Of course, you can download the data I collected and play for yourself.

Experiment setup

I submitted one of the first samples on 17/03/2020 (because corona lockdown was getting boring). Then life happened. After deciding to revisit this project I submitted the other 4 samples around March 2021. I collected the following features (some ommited for brevity):

Windows version + arch
CPU name + core count
local and internet IP address
CPU counters
disk partitions and counters

What did learn?

OS version

First, I noticed that 78% of all the sandboxes run Windows 7 build 7601 (the most famous pirated version ). That accounts for 40 out of the 51 executions. The table below illustrates it all. As it seems, the only versions are Windows 7 (build 7600 and 7601) and some flavor of Windows 10. A malware sample will have a high chance of being run on a real machine if the detected OS is anything but the following.

OS version	# execs
Win 7 build 7601	40
Win 10.0.18362	3
Win 7 build 7600	3
Win 10.0.14393	3
Win 10.0.17134	2

Timeline analysis

In this section I will analyze some runtime features of the sandboxes. Here there are some interesting features malware authors can use to quickly identify sandboxes. There are also some lessons I learned from looking at the executions.

First off, I wanted to see how many executions we were getting per malware and how often. This is particularly important since in our paper we showed that a malware need to run in 3 random environments at least every 3 weeks.

* _Required actions_
**A)** Answer these questions about the write-up on malware sandboxes, one line each:
(i) On what date was one of the first samples submitted?
(ii) How many of the 51 executions ran Windows 7 build 7601?
(iii) According to the paper mentioned in the timeline analysis, how often must a malware run in 3 random environments?
**B)** List every feature that the write-up on malware sandboxes names under "I collected the following features".
**C)** Continue the write-up on malware sandboxes from its last sentence.

* _Given records_
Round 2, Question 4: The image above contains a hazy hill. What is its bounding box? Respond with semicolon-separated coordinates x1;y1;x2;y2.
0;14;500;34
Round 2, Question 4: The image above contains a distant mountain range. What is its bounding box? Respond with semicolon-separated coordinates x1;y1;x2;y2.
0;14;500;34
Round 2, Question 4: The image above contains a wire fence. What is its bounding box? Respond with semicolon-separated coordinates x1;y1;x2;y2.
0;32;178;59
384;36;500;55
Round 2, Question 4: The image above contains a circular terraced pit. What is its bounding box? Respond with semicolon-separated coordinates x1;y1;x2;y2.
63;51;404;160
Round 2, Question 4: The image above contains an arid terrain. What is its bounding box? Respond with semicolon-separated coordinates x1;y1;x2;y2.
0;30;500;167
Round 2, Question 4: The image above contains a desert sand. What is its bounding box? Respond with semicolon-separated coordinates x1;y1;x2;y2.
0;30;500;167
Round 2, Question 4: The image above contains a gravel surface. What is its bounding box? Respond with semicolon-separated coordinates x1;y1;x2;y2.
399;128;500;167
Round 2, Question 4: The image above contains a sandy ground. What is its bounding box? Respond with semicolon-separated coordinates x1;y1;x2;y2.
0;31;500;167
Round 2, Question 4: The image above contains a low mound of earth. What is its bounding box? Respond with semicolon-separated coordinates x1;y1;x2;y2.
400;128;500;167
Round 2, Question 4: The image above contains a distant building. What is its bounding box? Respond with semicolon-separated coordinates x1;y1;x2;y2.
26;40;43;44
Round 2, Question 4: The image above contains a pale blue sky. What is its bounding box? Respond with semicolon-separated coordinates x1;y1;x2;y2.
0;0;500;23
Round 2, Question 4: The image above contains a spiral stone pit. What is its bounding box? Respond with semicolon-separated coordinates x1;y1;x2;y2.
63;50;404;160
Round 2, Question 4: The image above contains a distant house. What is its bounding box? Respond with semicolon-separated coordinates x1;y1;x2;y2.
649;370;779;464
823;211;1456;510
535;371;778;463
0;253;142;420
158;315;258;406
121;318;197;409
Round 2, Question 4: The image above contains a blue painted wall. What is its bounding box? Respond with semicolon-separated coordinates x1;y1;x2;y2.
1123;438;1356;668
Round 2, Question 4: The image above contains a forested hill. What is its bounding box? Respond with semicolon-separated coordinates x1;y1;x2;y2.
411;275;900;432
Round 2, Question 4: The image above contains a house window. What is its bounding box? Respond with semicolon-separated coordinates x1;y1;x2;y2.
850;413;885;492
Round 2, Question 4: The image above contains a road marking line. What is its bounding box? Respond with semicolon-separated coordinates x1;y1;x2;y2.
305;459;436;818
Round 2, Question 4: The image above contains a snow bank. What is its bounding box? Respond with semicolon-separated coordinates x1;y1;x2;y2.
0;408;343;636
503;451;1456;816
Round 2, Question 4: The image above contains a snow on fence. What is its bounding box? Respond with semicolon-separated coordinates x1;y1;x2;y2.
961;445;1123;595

* _Expected results_
**A)**
(i) 17/03/2020
(ii) 40
(iii) At least every 3 weeks

**B)**
Windows version + arch
CPU name + core count
local and internet IP address
CPU counters
disk partitions and counters

**C)**
It appears, for the oldest malware sample 10 executions appear on the same day as the submission, 1 execution 1 day later, 3 executions 33 days later and 2 executions 62 days later. This means that the sample was deemed interesting 2 months from its first “appearance”. However, we can’t conclude that this is what happens for all the samples, with different number of VT engine detections or with more interest from individual AV vendors. For the record, I did get an execution report back from the first sample just yesterday, after clicking the “reanalyze” on VT . Either way, the malware was executed about 2 to 3 times every month, which is close enough to 3 weeks (that we recommend in our paper), but we demonstrated in the paper that on average 1 week stale of data decreases the detection rate.

Environment analysis

This sections will show some environment features that the malware can read.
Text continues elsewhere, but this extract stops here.